• Directions: Copy out all lines from the entries below in which "green" occurs.

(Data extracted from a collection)
-=-=-
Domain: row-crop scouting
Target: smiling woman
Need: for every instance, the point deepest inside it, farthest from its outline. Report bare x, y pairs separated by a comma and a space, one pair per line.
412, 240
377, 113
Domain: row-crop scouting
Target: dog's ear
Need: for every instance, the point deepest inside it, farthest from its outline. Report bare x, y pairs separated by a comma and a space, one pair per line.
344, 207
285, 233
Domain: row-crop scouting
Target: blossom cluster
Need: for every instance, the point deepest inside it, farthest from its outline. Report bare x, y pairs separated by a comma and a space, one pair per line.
-=-=-
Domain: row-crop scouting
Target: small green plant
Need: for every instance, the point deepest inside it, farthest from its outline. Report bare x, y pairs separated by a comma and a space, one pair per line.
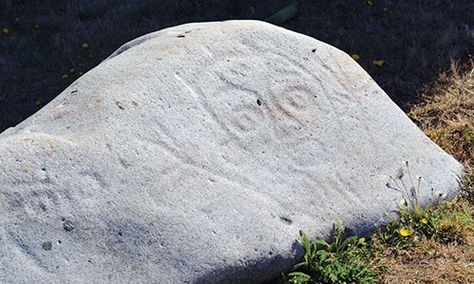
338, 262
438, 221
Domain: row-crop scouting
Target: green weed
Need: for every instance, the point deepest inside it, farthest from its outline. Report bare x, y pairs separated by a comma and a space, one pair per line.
-=-=-
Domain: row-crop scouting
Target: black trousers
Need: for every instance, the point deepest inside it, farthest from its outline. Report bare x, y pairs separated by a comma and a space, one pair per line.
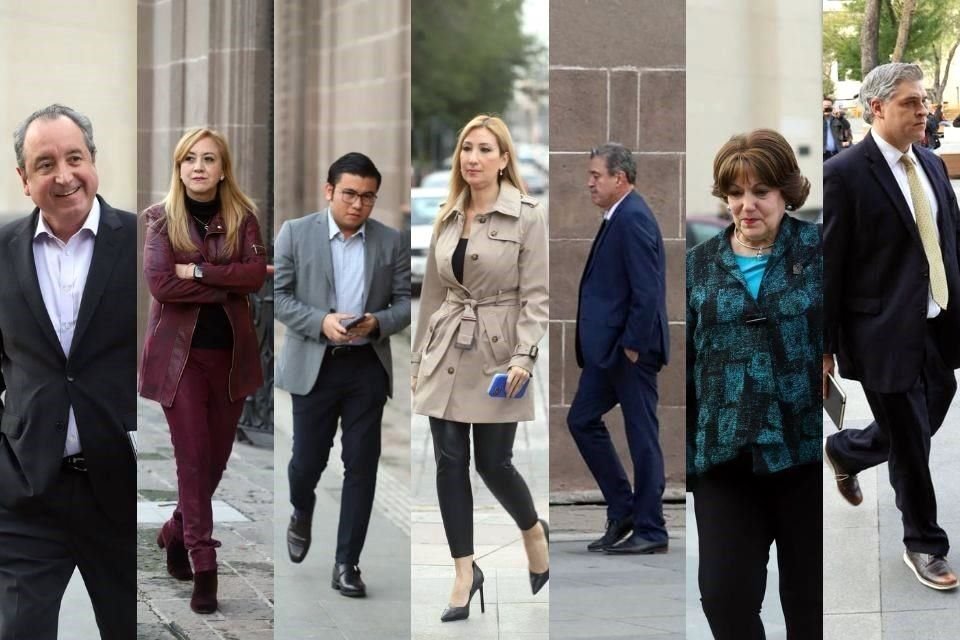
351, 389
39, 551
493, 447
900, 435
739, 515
-=-=-
• Written solution:
Target: small green plant
Target: green weed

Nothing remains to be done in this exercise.